In 21 innings, Barrett, a ninth-round draft pick by Washington in 2010, threw nine wild pitches and walked 22 batters. It was a disaster and one that few pitchers overcome. The condition is named for Blass, once a standout pitcher for the Pittsburgh Pirates in the 1970s before he could no longer throw strikes.

Other prominent players afflicted include Dodgers second baseman Steve Sax, Yankees infielder Chuck Knoblauch and former Nats outfielder Rick Ankiel, a one-time phenom pitcher with the St. Louis Cardinals.

Barrett became a reliever in 2011, fought through his struggles and by 2012 was on track to become a big leaguer again. On Monday, one week after an emotional meeting with Williams where he learned he’d made the team, that finally happened for Barrett. With the score 5-5 in the ninth, he struck out Omar Quintanilla and Ruben Tejada and got Travis d’Arnaud to fly out to center.

Harper stays in game after scare on slide

The Nationals survived an early scare in the top of the second inning when Bryce Harper was knocked woozy on a slide into second base, yet stayed in the game after passing a concussion test.

Harper was on first base after a leadoff walk and his team down 3-0. But on an ensuing ground ball to shortstop, Harper tried to break up a potential double play. He did that, but in the process Harper’s head caught the full brunt of the right shin and knee of New York second baseman Eric Young.

Harper lay motionless on the ground on his back for a short time and Washington trainers rushed onto the field to tend to him. After walking off slowly under his own power, Harper did return to his position in left field for the bottom of the second.

At the plate, Harper later popped out to left, reached on a hard infield single to second base and twice struck out. He said after the game that he underwent concussion testing again and once more passed.

To-do list>
a - According to the baseball report, how many wild pitches did Barrett throw in 21 innings?
b - List the three batters Barrett retired in the ninth inning, as named in the baseball report.

Source material>
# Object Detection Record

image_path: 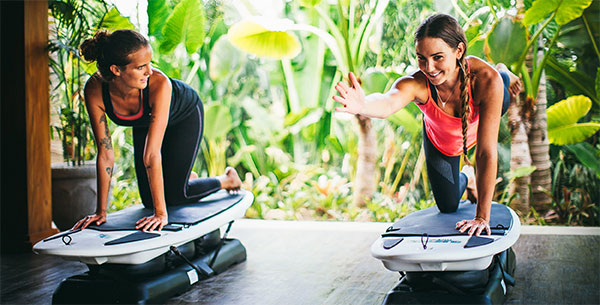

Solutions to the exercise>
a - Nine.

b - Omar Quintanilla, Ruben Tejada, Travis d'Arnaud